SOURCE TEXT:
%%
The submission of the Counsel for the appellants, in this regard, appears to be correct. In the normal course, mere delay in sending the samples, would not have proved fatal, had the other evidence been found to be cogent and convincing to prove the link evidence. In the instant case, as stated above, there is factual dispute, as to on which date, the samples were deposited in the office of the Forensic Science Laboratory, and, thus, the link evidence was incomplete. Thus, in view of the peculiar facts and circumstances of the case, they delay of 18 days, in sending the samples, must prove fatal, to the case of the prosecution. This fact casts a shadow of doubt, on the case of the prosecution. In Gian Singh Vs. State of Punjab, [2006(2) LAW HERALD (P&H) 1006] : 2006(2) RCR (Criminal) 611, there was a delay of 14 days, in sending the sample to the office of the Chemical Examiner. Under these circumstances, it was held that the possibility of tampering with the sample, could not be ruled out, and the link evidence was incomplete. Ultimately, the appellant was acquitted, in that case. In State of Rajasthan Vs. Gurmail Singh 2005(2) RCR (Criminal) 58, (Supreme Court), the contraband remained in the Malkhana for 15 days. The malkhana register was not produced, to prove that it was so kept in the malkhana, till the sample was handed over to the Constable. In these circumstances, in the aforesaid case, the appellant was acquitted. No doubt, the prosecution could lead other independent evidence, to prove that none tampered with the sample, till it reached the office of the Forensic Science Laboratory. The other evidence produced by the prosecution, in this case, to prove the link evidence, is not only deficient, but also unreliable. In these circumstances, the principle of law, laid down, in the aforesaid authorities, is fully applicable to the facts of the present case. The delay of 18 days, in sending the samples, to the office of the Forensic Science Laboratory, and non-strict proof, by the prosecution, that the same were not tampered with, till the same were deposited in that office, must prove fatal to the case of the prosecution, as the possibility of tampering with the samples, could not be ruled out. The submission of the Counsel for the appellants, in this regard, being correct, is accepted. 11.
%%
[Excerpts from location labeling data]
%%
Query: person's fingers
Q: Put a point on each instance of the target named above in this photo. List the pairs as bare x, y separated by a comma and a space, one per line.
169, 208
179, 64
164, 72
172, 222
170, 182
%%
Reproduce the entire court passage on the delayed samples word for word. The records have no connection to the court passage.

The submission of the Counsel for the appellants, in this regard, appears to be correct. In the normal course, mere delay in sending the samples, would not have proved fatal, had the other evidence been found to be cogent and convincing to prove the link evidence. In the instant case, as stated above, there is factual dispute, as to on which date, the samples were deposited in the office of the Forensic Science Laboratory, and, thus, the link evidence was incomplete. Thus, in view of the peculiar facts and circumstances of the case, they delay of 18 days, in sending the samples, must prove fatal, to the case of the prosecution. This fact casts a shadow of doubt, on the case of the prosecution. In Gian Singh Vs. State of Punjab, [2006(2) LAW HERALD (P&H) 1006] : 2006(2) RCR (Criminal) 611, there was a delay of 14 days, in sending the sample to the office of the Chemical Examiner. Under these circumstances, it was held that the possibility of tampering with the sample, could not be ruled out, and the link evidence was incomplete. Ultimately, the appellant was acquitted, in that case. In State of Rajasthan Vs. Gurmail Singh 2005(2) RCR (Criminal) 58, (Supreme Court), the contraband remained in the Malkhana for 15 days. The malkhana register was not produced, to prove that it was so kept in the malkhana, till the sample was handed over to the Constable. In these circumstances, in the aforesaid case, the appellant was acquitted. No doubt, the prosecution could lead other independent evidence, to prove that none tampered with the sample, till it reached the office of the Forensic Science Laboratory. The other evidence produced by the prosecution, in this case, to prove the link evidence, is not only deficient, but also unreliable. In these circumstances, the principle of law, laid down, in the aforesaid authorities, is fully applicable to the facts of the present case. The delay of 18 days, in sending the samples, to the office of the Forensic Science Laboratory, and non-strict proof, by the prosecution, that the same were not tampered with, till the same were deposited in that office, must prove fatal to the case of the prosecution, as the possibility of tampering with the samples, could not be ruled out. The submission of the Counsel for the appellants, in this regard, being correct, is accepted. 11.